• Page excerpt
•••••
Four Yale faculty teaching at Yale-NUS College this semester
Learn more about visiting faculty Marvin Chun, Woo-Kyoung Ahn, Jonathan Wyrtzen, Leslie Gross-Wyrtzen, and the courses they will be teaching
With the start of the new academic semester, Yale-NUS College warmly welcomes four visiting faculty from Yale University in New Haven, Connecticut, to sunny Singapore. In this article, we share a little more about the first group of faculty to arrive since the COVID-19 pandemic – Visiting Professors Marvin Chun and Woo-Kyoung Ahn, Visiting Associate Professor Jonathan Wyrtzen, Visiting Lecturer Leslie Gross-Wyrtzen – and the courses they will be teaching at Yale-NUS this semester. Prof Chun and Prof Ahn will also be supervising Yale-NUS capstone projects, and some of the faculty will be giving talks at the upcoming Cendana Rector’s tea series.
An accomplished academic, Prof Marvin Chun has had long-standing ties with Yale-NUS. He previously served as a member on the Governing Board of Yale-NUS College and hosted the inaugural class of Yale-NUS students at Yale as part of a summer immersion programme in 2013. Prof Chun was also Dean of Yale College and recently stepped down to return to full-time teaching and research. He is currently the Richard M. Colgate Professor of Psychology and Professor of Neuroscience at Yale, and his research interest is in the field of Cognitive Neuroscience of Cognition, Attention, Memory, and Perception. As he has published widely and been awarded multiple research grants in this field, students will benefit from Prof Chun’s extensive expertise and experience, as he teaches the course Performance Psychology and Neuroscience this semester. This course will delve into how variations in human cognitive and motor performance can be explained by neural mechanisms of attention and executive control, physiological factors such as sleep and exercise, and psychological factors like stress and positive thinking.
Another distinguished academic in the field of Psychology, Prof Woo-Kyoung Ahn, will also be visiting Yale-NUS this semester. Prof Ahn is the John Hay Whitney Professor of Psychology at Yale, and earned her PhD in Psychology, with a minor in Artificial Intelligence, from the University of Illinois at Urbana-Champaign. Her primary area of research is higher-level reasoning processes. In particular, she studies how people learn and represent concepts and causal relations, and how causal explanations shape our thinking processes. During her semester at Yale-NUS, she will be teaching the course, Topics in Psychology: Thinking. The course will share more about psychological studies on thinking and reasoning, and discuss ways to improve thinking skills. It will include relevant topics such as judgments and decision making, biases in thinking, counterfactual reasoning, causal inferences, and problem solving.
•••••
• Information provided
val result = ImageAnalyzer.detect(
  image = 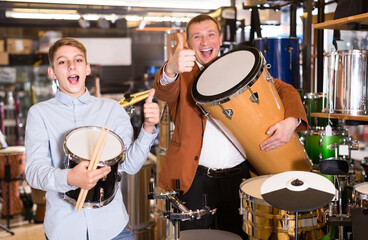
•••••
• What you will do
Decide whether each statement below agrees with the Yale-NUS visiting faculty article, answering yes or no and quoting the deciding words of the article. 1. Marvin Chun currently serves as Dean of Yale College. 2. Woo-Kyoung Ahn earned her PhD at the University of Illinois at Urbana-Champaign. 3. Leslie Gross-Wyrtzen is a visiting associate professor.

• Task answer
1. No: "Prof Chun was also Dean of Yale College and recently stepped down to return to full-time teaching and research."
2. Yes: "earned her PhD in Psychology, with a minor in Artificial Intelligence, from the University of Illinois at Urbana-Champaign"
3. No: "Visiting Lecturer Leslie Gross-Wyrtzen"